---- Data for the task

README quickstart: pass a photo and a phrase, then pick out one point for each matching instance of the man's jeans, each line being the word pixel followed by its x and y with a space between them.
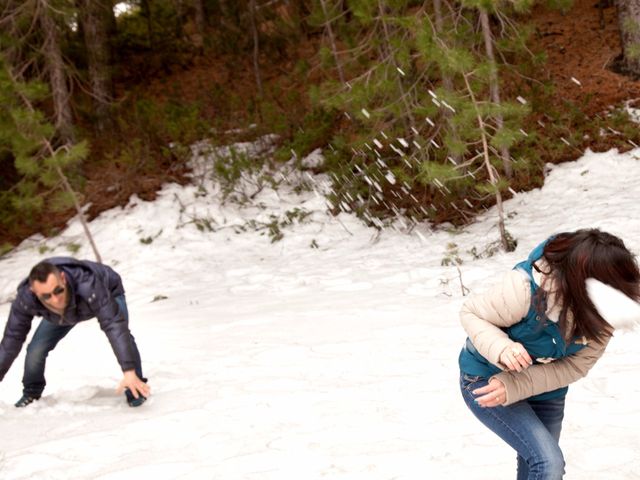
pixel 45 338
pixel 531 428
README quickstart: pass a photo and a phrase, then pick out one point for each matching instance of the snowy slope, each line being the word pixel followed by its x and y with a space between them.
pixel 283 361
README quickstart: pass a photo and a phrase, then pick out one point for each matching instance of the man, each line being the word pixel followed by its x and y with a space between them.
pixel 65 291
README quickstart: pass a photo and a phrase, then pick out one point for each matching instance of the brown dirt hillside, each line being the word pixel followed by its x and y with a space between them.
pixel 581 46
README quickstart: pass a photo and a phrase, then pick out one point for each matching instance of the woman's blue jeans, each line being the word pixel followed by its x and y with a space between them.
pixel 531 428
pixel 45 338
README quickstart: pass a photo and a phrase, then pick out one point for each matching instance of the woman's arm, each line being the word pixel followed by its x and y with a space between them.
pixel 483 315
pixel 543 378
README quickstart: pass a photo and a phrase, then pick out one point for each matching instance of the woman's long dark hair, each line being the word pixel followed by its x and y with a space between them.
pixel 590 253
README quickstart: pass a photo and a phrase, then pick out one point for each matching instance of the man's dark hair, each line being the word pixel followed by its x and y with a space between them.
pixel 41 272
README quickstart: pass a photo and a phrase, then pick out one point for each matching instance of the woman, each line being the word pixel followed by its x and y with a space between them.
pixel 534 334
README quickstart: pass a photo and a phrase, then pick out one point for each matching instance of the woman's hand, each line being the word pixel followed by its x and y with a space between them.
pixel 516 358
pixel 491 395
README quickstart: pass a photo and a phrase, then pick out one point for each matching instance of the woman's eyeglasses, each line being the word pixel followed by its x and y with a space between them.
pixel 59 290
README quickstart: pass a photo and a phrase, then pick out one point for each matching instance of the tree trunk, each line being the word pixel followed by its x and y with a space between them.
pixel 493 177
pixel 145 11
pixel 447 81
pixel 200 16
pixel 629 26
pixel 409 119
pixel 56 73
pixel 95 21
pixel 494 86
pixel 256 46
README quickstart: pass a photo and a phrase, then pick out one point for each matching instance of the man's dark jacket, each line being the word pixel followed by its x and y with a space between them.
pixel 93 288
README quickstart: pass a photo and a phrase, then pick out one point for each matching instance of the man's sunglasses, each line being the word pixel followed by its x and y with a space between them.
pixel 59 290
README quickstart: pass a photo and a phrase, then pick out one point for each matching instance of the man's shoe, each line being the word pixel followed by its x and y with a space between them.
pixel 133 401
pixel 26 399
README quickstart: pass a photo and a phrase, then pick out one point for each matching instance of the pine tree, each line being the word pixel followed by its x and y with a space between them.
pixel 28 137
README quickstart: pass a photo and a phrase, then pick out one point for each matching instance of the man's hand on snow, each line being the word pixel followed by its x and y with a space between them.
pixel 134 384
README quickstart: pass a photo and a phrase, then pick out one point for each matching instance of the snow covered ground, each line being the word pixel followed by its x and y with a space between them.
pixel 274 361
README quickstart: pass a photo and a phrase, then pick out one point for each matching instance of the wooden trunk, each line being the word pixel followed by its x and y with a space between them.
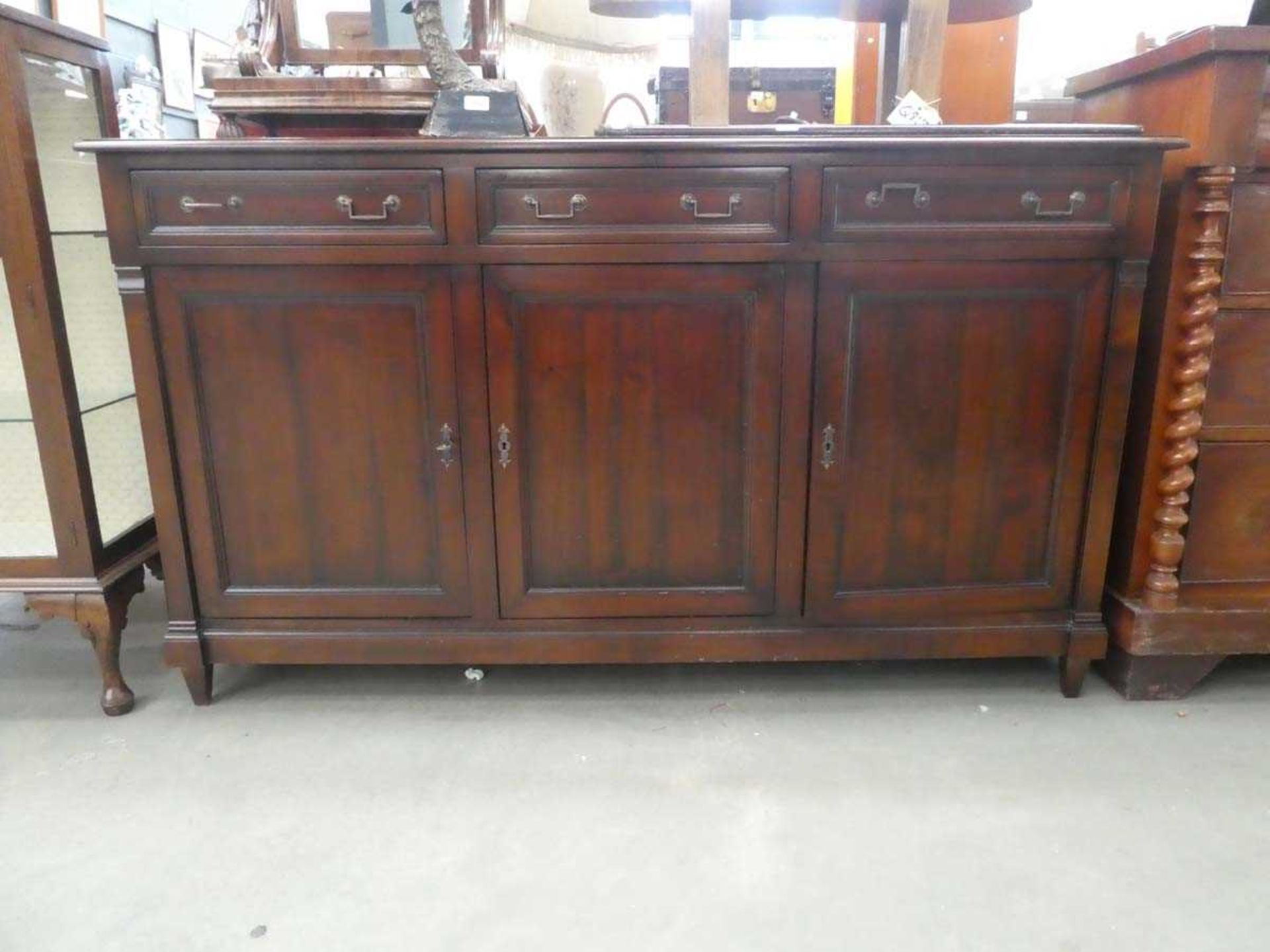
pixel 1191 567
pixel 657 399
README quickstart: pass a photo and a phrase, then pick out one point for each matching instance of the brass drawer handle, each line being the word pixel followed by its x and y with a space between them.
pixel 878 197
pixel 578 204
pixel 505 446
pixel 447 446
pixel 689 202
pixel 190 206
pixel 390 205
pixel 1074 202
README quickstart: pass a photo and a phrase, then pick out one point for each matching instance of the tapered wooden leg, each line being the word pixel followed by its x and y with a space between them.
pixel 102 619
pixel 198 680
pixel 1071 674
pixel 1156 677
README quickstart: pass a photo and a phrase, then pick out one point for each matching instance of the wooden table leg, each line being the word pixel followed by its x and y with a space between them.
pixel 102 619
pixel 708 63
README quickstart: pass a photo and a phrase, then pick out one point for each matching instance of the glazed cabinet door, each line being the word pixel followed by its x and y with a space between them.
pixel 954 419
pixel 634 414
pixel 316 420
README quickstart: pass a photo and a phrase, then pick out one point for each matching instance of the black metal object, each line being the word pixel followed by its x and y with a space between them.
pixel 486 114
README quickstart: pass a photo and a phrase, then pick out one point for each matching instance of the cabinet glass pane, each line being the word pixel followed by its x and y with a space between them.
pixel 64 111
pixel 26 522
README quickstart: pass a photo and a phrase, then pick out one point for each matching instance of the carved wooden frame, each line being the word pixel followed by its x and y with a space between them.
pixel 1189 381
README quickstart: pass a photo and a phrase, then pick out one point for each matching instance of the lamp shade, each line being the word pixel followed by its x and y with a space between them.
pixel 854 11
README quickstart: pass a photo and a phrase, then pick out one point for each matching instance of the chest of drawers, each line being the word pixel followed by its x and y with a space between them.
pixel 658 400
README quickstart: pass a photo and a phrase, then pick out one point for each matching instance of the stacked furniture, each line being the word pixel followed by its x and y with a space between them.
pixel 77 522
pixel 770 397
pixel 1189 582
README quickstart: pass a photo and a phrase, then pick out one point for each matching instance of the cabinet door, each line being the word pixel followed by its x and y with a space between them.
pixel 316 422
pixel 634 413
pixel 955 407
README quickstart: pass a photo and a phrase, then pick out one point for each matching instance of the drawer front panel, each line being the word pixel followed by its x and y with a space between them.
pixel 550 206
pixel 878 201
pixel 288 207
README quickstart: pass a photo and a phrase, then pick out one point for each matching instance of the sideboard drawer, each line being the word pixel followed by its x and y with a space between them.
pixel 288 207
pixel 566 206
pixel 876 201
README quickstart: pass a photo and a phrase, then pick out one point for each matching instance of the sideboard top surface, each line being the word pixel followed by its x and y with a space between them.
pixel 980 138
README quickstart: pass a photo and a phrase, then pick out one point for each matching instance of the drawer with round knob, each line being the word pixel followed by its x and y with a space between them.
pixel 201 207
pixel 566 206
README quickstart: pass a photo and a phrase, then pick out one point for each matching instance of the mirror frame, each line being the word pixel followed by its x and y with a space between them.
pixel 487 17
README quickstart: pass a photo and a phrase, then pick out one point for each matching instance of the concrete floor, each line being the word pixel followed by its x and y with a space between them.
pixel 937 808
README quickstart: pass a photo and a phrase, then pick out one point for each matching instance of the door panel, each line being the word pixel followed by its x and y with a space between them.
pixel 963 404
pixel 309 413
pixel 642 411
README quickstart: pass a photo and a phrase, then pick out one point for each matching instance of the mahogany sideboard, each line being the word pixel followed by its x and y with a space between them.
pixel 1189 580
pixel 669 399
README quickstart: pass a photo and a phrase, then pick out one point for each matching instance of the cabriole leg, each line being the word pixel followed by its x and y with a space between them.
pixel 102 619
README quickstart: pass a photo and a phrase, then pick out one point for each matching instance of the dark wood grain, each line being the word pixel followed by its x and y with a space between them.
pixel 962 408
pixel 261 207
pixel 308 418
pixel 1189 576
pixel 624 205
pixel 642 408
pixel 663 387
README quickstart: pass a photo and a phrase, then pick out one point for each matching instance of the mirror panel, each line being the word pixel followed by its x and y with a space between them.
pixel 26 521
pixel 374 24
pixel 64 108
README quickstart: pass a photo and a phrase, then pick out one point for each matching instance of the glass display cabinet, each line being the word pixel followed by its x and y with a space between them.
pixel 77 522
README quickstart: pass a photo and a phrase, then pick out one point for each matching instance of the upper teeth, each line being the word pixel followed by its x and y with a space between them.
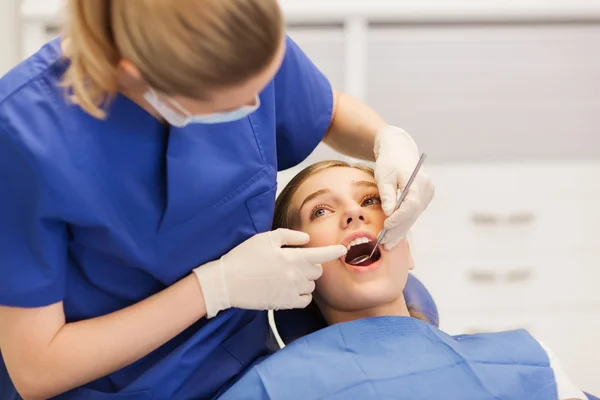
pixel 356 241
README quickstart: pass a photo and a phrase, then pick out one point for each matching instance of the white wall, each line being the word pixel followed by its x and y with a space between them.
pixel 9 35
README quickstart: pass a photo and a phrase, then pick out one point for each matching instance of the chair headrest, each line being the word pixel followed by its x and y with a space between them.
pixel 293 324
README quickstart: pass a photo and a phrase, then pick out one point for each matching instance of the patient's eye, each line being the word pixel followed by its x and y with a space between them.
pixel 319 211
pixel 371 200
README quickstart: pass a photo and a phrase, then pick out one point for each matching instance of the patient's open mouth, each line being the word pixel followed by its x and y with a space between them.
pixel 363 249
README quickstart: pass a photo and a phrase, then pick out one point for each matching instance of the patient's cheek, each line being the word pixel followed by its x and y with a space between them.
pixel 401 254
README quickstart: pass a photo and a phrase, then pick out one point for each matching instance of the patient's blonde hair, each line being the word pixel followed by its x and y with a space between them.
pixel 288 218
pixel 182 47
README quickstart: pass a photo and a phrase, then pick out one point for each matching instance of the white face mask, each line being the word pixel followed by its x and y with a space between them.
pixel 182 117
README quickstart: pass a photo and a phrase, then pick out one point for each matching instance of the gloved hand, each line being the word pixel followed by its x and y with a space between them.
pixel 396 157
pixel 261 275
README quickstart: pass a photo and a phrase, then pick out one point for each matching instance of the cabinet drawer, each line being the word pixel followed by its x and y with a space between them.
pixel 459 282
pixel 518 208
pixel 571 335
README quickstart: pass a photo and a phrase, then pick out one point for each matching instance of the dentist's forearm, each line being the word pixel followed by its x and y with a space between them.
pixel 353 127
pixel 47 357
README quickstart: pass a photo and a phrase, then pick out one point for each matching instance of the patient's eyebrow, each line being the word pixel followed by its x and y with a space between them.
pixel 365 184
pixel 312 196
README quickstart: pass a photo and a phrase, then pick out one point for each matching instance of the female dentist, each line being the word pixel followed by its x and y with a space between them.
pixel 138 162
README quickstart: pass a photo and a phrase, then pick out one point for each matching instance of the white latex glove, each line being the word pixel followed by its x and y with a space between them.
pixel 396 157
pixel 261 275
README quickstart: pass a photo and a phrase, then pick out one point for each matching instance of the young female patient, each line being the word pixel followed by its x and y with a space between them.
pixel 372 348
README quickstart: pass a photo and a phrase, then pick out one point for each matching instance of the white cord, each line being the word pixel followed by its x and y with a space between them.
pixel 271 317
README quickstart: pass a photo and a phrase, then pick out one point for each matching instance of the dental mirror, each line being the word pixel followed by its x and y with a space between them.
pixel 401 197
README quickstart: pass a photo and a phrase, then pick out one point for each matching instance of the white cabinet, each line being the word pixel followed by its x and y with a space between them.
pixel 490 92
pixel 506 246
pixel 570 334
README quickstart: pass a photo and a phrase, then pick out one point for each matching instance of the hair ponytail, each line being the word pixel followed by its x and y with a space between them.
pixel 91 77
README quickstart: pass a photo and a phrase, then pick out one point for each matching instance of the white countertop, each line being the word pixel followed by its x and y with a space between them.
pixel 396 10
pixel 443 10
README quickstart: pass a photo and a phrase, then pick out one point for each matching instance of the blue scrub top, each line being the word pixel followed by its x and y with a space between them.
pixel 101 214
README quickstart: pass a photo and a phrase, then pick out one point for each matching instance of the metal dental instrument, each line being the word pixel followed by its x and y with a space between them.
pixel 401 197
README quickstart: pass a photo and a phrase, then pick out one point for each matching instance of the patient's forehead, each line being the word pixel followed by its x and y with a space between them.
pixel 339 180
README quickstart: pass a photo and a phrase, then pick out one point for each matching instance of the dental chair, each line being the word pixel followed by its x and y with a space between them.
pixel 293 324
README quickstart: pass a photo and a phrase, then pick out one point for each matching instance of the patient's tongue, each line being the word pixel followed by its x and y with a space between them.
pixel 359 250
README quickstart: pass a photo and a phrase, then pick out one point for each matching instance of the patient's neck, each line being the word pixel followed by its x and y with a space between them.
pixel 396 308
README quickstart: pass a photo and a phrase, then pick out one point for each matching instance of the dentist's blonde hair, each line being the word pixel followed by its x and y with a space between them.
pixel 181 47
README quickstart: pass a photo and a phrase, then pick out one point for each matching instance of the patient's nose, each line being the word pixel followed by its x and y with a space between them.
pixel 353 216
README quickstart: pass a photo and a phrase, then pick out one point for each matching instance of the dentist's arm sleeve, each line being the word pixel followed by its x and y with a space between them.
pixel 33 244
pixel 303 107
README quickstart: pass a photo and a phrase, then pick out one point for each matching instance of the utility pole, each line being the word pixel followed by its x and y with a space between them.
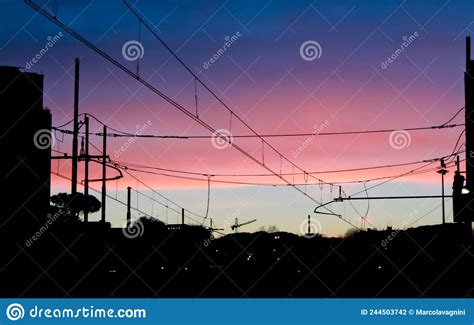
pixel 309 224
pixel 104 171
pixel 86 171
pixel 443 171
pixel 75 129
pixel 469 116
pixel 129 202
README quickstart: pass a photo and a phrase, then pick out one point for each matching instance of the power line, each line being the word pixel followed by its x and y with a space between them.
pixel 56 21
pixel 120 134
pixel 391 177
pixel 128 164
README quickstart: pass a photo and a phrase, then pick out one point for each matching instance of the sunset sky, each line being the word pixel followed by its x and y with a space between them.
pixel 263 77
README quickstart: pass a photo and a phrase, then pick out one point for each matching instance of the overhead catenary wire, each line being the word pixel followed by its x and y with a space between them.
pixel 120 134
pixel 146 84
pixel 286 174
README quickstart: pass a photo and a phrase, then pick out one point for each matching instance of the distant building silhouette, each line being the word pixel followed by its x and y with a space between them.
pixel 25 141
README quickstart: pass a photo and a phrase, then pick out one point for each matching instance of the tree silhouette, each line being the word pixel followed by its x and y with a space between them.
pixel 71 205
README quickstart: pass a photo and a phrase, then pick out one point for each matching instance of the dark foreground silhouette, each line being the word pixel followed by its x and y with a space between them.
pixel 92 260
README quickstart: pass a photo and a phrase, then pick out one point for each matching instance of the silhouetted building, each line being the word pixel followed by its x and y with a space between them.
pixel 25 141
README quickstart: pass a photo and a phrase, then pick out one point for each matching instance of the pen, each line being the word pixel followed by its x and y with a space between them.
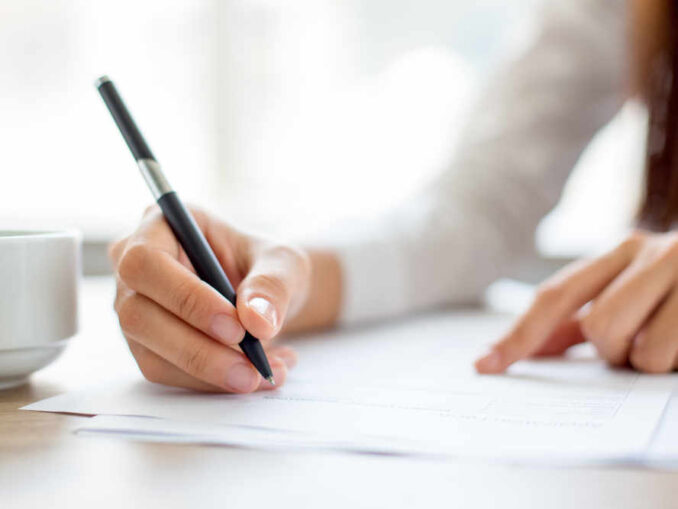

--------

Objective:
Return each line of the entries above that contains the string "blue".

Exercise response:
README quickstart: pass a photo and a phrase, then pick out one point for each matching instance of the woman's blue jeans, each line being the word pixel followed by its x and y with a space between them.
README quickstart: pass a photo and a phrase, then pick out one point for each matching instance of the blue scrub top, each line being the word pixel followed by its x and y with a space between them.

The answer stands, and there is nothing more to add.